What the task requires ::
Somewhere below is a line with "Target: photo of a child" and, later, a line with "Target: painting canvas"; repeat those two lines and all the lines between them, exactly as they are.
------------------------------------------------------------------------
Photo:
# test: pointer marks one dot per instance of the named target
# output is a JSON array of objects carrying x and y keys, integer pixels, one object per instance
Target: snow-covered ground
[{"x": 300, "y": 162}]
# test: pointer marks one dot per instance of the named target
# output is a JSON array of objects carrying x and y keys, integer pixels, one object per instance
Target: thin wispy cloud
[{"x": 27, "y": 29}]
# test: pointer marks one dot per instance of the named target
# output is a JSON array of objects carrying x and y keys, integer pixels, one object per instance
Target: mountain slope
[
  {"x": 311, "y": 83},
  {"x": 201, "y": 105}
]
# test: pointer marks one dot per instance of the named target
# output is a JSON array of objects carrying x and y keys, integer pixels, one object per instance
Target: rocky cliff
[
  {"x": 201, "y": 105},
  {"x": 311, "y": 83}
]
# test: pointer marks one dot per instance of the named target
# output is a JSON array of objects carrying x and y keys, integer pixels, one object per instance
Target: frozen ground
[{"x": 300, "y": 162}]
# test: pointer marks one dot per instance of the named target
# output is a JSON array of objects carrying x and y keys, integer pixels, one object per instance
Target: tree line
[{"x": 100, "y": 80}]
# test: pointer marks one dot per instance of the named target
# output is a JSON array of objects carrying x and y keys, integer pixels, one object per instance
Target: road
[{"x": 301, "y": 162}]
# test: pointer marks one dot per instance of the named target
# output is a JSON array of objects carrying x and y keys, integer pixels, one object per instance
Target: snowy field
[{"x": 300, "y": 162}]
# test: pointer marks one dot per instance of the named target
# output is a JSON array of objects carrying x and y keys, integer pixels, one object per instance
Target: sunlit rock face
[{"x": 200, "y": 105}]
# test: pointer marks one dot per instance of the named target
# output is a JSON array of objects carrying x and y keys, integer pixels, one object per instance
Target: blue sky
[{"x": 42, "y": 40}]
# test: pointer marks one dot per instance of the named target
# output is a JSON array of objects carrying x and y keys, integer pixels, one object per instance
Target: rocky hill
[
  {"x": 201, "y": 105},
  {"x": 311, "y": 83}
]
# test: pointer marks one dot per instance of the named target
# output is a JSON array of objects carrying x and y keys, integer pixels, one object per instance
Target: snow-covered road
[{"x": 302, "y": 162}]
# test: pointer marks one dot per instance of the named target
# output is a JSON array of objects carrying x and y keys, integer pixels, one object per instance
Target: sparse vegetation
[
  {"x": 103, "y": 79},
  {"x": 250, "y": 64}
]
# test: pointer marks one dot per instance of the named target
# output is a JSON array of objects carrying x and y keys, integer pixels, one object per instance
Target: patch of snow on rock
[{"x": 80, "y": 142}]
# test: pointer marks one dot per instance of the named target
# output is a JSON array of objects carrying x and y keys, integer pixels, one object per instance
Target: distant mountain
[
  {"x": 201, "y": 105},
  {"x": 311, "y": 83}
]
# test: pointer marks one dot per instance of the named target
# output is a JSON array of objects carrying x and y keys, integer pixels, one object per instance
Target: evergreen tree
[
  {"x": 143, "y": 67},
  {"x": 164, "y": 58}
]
------------------------------------------------------------------------
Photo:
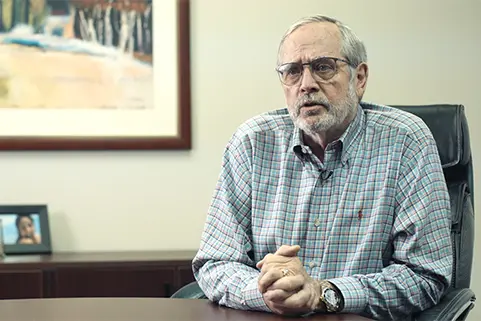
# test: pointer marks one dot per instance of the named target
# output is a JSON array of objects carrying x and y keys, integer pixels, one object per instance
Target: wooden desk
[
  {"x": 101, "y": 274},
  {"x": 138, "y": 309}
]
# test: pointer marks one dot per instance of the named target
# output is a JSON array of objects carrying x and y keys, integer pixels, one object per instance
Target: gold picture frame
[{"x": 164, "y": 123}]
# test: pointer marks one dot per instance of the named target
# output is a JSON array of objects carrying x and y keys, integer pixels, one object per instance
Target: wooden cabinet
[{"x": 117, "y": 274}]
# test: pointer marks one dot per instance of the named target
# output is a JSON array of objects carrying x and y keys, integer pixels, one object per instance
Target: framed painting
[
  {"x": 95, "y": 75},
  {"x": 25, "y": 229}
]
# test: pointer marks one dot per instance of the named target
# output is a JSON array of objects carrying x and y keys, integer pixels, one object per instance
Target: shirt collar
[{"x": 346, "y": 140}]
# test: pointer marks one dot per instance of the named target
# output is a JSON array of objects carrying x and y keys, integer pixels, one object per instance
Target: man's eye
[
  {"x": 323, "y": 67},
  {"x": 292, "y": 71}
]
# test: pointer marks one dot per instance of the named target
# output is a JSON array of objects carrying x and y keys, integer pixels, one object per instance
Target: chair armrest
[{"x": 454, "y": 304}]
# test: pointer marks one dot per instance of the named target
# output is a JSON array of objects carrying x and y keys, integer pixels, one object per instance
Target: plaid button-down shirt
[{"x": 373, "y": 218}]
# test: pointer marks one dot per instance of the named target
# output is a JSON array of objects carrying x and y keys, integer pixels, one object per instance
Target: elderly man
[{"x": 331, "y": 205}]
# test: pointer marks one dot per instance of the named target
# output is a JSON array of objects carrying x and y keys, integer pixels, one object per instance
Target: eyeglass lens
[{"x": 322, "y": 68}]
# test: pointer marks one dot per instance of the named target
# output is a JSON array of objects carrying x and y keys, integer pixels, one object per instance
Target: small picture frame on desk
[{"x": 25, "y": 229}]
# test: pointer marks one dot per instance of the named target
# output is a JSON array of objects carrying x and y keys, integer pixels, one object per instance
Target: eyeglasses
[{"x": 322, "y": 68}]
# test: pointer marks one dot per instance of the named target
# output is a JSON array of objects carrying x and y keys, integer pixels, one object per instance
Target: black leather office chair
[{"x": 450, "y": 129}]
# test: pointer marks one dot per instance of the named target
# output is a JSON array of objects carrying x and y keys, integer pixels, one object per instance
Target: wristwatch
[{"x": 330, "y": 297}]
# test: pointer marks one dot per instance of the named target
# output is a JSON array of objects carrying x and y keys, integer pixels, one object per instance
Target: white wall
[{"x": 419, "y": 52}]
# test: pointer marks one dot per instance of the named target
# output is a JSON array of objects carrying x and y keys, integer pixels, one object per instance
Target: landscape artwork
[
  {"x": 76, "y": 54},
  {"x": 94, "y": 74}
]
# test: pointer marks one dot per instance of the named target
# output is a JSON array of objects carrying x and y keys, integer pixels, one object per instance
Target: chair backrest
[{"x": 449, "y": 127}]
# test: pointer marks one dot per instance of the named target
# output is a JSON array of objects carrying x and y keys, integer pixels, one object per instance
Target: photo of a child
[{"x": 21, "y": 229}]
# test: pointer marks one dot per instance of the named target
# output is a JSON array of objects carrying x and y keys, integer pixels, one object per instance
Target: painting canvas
------------------------------------------------------------------------
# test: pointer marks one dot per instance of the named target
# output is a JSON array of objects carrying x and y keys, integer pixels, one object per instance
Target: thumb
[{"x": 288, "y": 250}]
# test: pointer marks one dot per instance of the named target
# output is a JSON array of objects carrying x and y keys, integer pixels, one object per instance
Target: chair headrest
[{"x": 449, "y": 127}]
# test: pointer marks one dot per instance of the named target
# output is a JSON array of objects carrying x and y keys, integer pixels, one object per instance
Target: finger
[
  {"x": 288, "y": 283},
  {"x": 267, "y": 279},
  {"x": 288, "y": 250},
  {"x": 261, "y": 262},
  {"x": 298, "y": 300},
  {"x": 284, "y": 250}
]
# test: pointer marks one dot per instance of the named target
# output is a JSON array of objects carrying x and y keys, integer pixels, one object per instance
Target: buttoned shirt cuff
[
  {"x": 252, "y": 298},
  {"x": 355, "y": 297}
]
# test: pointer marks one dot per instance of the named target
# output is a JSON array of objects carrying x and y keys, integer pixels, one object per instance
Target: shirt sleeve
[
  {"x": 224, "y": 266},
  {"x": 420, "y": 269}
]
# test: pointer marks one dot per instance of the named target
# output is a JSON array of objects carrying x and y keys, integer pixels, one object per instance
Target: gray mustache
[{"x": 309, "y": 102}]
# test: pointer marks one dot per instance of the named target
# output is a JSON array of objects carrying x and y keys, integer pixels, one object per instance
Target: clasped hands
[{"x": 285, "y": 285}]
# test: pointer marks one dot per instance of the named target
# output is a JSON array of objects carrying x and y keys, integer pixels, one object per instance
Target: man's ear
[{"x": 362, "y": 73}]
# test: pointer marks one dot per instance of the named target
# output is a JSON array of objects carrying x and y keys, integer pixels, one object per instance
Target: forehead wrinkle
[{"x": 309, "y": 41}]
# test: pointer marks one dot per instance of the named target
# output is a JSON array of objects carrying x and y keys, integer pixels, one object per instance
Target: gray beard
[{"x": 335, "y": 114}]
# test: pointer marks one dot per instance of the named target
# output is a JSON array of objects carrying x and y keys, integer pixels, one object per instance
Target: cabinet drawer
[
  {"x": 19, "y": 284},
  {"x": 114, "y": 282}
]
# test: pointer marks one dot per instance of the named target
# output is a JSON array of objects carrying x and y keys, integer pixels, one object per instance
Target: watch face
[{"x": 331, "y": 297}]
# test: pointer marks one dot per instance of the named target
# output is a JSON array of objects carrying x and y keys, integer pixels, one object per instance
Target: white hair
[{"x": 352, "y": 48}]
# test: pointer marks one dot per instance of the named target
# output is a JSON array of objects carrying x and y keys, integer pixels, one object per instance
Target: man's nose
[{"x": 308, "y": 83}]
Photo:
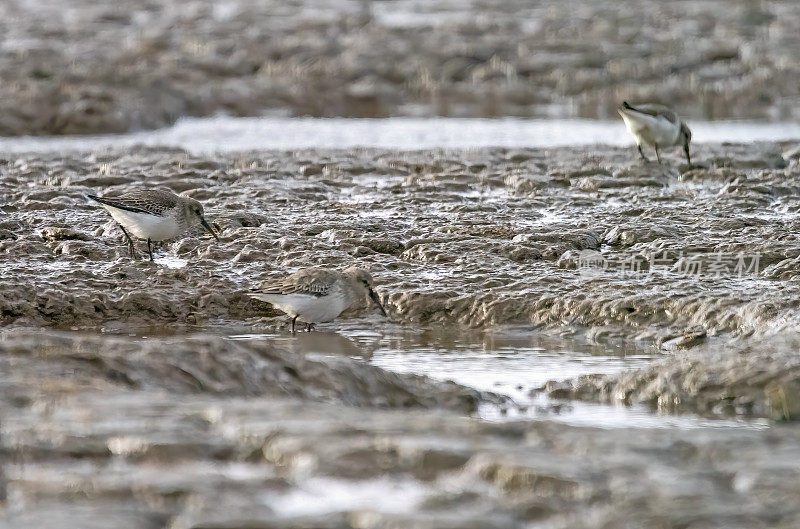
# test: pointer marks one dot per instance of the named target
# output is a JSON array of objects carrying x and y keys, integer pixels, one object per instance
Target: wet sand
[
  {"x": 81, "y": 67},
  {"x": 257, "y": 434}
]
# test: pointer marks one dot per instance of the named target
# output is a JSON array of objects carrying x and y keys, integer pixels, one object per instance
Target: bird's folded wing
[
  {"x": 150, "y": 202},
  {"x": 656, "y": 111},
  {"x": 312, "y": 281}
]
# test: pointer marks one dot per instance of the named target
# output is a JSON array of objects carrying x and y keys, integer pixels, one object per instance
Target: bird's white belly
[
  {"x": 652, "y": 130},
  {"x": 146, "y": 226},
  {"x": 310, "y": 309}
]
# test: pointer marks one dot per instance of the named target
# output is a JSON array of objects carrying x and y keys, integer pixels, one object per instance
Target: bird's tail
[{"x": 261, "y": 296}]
------------------------------------------------------------------------
Exercise output ::
Target: photo of a child
[{"x": 21, "y": 229}]
# test: pointer marks one dot per instance of the named target
# output is a JSON array of objects carrying x and y keys, integer pixels, one object per instance
Target: painting canvas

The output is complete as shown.